#### DATA RECORDS ####

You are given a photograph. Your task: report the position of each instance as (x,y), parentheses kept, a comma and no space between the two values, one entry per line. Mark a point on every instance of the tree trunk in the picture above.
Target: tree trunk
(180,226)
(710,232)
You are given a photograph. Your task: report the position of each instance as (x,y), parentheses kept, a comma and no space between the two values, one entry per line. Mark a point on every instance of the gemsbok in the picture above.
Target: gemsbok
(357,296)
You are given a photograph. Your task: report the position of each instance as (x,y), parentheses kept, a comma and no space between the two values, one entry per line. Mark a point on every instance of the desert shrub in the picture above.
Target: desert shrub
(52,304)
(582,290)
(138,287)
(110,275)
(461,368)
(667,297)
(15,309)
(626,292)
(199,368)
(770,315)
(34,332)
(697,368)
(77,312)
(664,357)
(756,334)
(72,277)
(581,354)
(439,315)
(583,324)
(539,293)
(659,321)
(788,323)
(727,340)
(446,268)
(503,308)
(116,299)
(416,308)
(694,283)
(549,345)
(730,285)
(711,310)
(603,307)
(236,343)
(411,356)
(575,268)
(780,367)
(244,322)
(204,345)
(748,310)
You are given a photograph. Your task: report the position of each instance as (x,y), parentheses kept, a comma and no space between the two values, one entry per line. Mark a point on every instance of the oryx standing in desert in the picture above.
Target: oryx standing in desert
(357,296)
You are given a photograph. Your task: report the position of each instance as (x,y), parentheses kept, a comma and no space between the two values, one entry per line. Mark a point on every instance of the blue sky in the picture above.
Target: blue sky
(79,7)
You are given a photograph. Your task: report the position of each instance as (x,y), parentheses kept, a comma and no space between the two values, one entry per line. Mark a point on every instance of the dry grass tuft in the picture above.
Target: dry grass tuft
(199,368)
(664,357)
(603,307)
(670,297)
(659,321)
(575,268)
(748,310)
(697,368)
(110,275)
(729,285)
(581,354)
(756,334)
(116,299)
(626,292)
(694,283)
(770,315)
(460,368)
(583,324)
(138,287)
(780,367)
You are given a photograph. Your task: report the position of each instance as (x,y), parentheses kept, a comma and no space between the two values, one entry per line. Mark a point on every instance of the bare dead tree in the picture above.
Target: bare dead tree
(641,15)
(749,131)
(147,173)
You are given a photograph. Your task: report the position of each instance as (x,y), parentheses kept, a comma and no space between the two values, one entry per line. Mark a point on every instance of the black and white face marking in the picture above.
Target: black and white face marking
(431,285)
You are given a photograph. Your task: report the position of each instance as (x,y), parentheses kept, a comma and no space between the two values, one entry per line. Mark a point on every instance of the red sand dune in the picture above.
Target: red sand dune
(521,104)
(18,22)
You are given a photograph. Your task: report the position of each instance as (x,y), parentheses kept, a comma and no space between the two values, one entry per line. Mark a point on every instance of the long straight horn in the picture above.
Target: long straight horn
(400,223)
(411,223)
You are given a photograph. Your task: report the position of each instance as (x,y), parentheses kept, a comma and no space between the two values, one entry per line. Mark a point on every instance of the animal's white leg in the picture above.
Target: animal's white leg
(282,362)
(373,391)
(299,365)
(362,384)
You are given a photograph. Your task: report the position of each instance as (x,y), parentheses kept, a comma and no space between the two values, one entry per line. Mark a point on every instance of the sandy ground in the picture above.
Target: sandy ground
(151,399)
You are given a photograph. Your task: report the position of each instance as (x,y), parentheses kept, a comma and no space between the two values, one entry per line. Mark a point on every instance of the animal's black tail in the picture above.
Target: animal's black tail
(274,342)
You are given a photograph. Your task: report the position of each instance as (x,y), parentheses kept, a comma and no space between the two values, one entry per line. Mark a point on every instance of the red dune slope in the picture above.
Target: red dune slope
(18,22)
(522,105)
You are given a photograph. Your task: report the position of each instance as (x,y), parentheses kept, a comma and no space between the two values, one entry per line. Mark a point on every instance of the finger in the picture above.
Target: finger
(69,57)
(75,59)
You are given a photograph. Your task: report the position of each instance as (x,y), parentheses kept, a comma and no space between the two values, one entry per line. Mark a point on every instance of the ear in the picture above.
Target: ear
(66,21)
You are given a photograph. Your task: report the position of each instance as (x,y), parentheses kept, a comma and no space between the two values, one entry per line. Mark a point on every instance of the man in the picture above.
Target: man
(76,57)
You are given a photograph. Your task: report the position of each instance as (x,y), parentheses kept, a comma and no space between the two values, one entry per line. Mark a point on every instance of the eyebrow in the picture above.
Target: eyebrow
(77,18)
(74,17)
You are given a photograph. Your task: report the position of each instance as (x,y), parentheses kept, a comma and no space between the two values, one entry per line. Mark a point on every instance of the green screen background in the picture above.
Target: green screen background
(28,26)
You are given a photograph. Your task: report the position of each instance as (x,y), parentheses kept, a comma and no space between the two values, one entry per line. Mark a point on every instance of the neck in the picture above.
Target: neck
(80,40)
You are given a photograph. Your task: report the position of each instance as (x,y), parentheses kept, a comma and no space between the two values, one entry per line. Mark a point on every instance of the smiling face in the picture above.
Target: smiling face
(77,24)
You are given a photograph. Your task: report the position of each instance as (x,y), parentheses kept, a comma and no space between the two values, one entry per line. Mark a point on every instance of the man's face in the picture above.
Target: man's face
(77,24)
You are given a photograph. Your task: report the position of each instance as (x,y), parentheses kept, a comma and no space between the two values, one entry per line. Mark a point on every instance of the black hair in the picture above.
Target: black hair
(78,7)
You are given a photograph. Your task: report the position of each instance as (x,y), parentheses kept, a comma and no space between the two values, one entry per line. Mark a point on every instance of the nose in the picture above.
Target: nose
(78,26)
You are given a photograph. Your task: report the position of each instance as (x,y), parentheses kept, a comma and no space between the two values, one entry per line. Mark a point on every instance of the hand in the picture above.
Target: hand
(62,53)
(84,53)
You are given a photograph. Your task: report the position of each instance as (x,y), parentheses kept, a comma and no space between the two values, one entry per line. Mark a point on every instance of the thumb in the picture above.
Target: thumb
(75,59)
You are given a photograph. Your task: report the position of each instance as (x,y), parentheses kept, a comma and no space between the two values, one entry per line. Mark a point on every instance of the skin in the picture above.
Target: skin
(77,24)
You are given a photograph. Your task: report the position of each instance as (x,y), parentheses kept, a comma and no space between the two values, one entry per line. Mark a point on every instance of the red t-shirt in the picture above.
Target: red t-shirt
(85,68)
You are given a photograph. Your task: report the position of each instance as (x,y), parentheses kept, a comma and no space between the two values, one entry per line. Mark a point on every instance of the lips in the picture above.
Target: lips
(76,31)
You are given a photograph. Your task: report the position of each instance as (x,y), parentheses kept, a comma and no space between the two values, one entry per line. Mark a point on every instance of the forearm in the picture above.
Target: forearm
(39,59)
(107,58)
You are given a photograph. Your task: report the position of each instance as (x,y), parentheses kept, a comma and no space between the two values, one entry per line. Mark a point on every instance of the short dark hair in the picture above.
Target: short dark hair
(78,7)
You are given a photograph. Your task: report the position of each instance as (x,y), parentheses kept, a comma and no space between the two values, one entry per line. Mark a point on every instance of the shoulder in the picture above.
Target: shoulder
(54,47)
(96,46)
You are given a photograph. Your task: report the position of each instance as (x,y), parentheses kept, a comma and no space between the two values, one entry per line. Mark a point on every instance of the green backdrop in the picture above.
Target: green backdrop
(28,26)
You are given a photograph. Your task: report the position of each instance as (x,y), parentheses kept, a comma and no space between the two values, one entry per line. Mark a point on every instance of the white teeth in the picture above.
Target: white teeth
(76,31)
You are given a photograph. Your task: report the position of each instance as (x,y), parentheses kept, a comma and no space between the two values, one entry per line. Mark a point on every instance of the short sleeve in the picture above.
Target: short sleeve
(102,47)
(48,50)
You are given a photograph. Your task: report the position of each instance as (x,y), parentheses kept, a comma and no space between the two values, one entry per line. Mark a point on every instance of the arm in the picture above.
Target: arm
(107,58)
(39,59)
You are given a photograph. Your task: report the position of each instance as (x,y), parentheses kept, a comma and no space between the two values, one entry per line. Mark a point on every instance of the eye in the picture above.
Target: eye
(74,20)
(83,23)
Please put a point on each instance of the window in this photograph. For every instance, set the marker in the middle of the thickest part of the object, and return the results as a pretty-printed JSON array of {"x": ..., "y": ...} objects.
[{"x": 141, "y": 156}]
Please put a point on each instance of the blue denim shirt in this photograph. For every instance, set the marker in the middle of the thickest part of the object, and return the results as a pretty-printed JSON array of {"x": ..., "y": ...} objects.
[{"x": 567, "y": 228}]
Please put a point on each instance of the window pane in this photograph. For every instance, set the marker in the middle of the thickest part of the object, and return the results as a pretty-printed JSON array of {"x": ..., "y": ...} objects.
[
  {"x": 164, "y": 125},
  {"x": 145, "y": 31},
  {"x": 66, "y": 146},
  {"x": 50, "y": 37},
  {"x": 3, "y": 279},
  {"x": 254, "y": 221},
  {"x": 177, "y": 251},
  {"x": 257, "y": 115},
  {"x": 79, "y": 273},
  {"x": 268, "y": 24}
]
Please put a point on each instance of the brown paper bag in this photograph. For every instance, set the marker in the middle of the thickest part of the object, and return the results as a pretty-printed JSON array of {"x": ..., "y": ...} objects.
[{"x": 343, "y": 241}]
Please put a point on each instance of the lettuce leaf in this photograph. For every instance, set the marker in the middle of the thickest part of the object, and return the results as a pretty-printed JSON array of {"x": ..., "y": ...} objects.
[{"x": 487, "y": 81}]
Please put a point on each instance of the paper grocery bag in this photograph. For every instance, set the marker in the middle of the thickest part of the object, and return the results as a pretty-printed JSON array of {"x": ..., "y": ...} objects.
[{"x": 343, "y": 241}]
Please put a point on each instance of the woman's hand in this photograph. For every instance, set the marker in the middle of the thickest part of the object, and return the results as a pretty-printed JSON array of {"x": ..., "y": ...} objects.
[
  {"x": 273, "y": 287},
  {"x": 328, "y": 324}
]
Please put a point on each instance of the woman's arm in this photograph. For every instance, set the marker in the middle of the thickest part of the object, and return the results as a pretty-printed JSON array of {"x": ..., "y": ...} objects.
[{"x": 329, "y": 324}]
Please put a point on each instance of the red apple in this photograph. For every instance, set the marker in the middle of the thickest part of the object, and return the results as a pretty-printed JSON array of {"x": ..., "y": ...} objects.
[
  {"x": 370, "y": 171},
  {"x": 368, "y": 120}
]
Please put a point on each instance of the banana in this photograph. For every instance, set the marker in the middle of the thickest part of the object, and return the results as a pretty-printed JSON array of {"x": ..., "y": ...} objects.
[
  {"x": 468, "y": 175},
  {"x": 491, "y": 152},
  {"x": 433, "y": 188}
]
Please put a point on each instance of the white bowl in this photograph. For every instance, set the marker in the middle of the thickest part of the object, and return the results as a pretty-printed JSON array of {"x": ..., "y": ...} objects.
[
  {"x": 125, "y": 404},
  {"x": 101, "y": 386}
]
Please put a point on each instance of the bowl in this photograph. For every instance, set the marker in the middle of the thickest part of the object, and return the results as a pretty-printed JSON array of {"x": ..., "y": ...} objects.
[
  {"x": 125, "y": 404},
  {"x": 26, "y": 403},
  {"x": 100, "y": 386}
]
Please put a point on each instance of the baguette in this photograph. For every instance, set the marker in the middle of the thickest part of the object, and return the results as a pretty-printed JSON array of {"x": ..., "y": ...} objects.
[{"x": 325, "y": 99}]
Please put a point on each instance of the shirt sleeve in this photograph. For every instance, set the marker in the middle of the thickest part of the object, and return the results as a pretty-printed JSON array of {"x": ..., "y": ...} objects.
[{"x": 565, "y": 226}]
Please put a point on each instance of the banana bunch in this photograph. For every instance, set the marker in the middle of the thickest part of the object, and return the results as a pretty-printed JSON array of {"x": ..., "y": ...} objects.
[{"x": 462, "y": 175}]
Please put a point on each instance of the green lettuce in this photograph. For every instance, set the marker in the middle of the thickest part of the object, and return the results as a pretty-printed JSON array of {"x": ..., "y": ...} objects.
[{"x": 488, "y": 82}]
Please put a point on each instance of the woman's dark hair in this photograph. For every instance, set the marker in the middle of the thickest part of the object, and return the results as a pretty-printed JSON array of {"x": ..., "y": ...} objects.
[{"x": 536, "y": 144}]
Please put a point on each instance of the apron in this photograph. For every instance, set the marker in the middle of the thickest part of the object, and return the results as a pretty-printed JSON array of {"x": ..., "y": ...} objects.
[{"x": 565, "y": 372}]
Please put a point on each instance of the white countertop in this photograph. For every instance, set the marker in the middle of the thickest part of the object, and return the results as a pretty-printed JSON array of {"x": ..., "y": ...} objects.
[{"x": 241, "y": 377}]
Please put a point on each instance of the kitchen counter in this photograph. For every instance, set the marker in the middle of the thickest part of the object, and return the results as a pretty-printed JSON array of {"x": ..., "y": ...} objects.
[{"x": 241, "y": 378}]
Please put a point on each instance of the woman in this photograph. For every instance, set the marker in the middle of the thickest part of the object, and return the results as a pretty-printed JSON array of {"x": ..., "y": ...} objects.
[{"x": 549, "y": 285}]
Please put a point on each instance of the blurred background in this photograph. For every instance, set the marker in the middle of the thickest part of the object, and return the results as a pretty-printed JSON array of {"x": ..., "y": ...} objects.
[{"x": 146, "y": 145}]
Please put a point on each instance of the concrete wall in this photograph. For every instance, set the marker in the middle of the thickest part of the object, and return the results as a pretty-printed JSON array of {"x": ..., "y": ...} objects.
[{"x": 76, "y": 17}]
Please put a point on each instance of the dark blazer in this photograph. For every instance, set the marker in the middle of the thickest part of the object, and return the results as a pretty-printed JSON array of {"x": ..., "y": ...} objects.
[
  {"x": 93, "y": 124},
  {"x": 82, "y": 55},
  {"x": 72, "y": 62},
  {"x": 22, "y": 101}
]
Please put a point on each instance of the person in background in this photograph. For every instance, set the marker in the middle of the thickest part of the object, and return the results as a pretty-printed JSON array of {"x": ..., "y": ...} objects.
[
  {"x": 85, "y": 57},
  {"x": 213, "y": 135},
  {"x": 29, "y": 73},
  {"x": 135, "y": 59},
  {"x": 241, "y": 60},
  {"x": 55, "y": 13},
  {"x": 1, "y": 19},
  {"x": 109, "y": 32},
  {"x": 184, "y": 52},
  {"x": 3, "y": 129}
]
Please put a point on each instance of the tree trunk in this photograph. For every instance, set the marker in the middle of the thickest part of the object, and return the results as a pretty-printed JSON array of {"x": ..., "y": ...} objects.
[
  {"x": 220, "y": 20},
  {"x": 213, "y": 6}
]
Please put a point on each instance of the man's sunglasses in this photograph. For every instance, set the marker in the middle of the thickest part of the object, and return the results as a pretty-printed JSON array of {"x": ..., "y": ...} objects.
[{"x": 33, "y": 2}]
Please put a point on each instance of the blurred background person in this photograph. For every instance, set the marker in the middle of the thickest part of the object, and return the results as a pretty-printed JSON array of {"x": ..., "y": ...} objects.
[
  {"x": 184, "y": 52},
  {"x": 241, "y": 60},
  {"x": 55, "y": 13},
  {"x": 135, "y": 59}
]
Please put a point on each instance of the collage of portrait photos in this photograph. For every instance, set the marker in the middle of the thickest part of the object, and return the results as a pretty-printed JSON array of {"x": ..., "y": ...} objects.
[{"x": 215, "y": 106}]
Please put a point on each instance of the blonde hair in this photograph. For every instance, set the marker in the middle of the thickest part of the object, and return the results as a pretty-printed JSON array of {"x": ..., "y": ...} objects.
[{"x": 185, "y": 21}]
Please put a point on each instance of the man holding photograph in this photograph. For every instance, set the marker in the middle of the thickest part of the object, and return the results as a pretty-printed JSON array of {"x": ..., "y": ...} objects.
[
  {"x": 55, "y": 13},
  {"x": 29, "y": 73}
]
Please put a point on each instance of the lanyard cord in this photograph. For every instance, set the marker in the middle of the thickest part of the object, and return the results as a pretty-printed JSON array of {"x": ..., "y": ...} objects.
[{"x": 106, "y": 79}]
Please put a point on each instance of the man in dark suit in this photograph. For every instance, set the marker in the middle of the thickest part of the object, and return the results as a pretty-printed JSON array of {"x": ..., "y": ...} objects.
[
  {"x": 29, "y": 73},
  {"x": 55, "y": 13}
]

####

= TASK DESCRIPTION =
Print exactly the stretch of lines beginning with the one that holds "blurred background person" and ending at the last line above.

= ANSWER SPACE =
Please put a point on each instance of the blurred background person in this photograph. For every instance, set the marker in the middle of the thickest part of the object, and return the results as a pretty-printed JSON array of {"x": ..., "y": ...} objects.
[
  {"x": 184, "y": 52},
  {"x": 241, "y": 60},
  {"x": 55, "y": 13},
  {"x": 135, "y": 59}
]
Please put a point on each instance of the collage of portrait photos in this photograph. For every instance, set the marker in the middle of the thickest part of the object, and return the results as a pretty-printed JSON array of {"x": ..., "y": ...} objects.
[{"x": 215, "y": 106}]
Please put a point on each instance of the blonde hair in this photograph. For every instance, set the marker in the middle of the thickest part of the object, and return the results as a pretty-printed JSON array of {"x": ..., "y": ...} objects.
[{"x": 185, "y": 21}]
Please put a point on each instance of the man holding photograph in this photograph. For every instance, set the marker in the middle of the thickest part of the object, and return the results as a pretty-printed JSON array of {"x": ..., "y": ...} objects.
[
  {"x": 55, "y": 13},
  {"x": 29, "y": 73}
]
Please put a point on each instance of the lanyard cord in this photograph. For every instance, set the marker in the middle of the thickest part of the object, and return the results as a pretty-printed JSON array of {"x": ..., "y": ...} objects.
[{"x": 106, "y": 79}]
Please put a point on each instance of the man in dark suit in this photograph. For every instance, set the marker in the middle of the thickest part of the object, and return the results as a pretty-printed JSON array of {"x": ..., "y": ...} objects.
[
  {"x": 29, "y": 73},
  {"x": 55, "y": 13}
]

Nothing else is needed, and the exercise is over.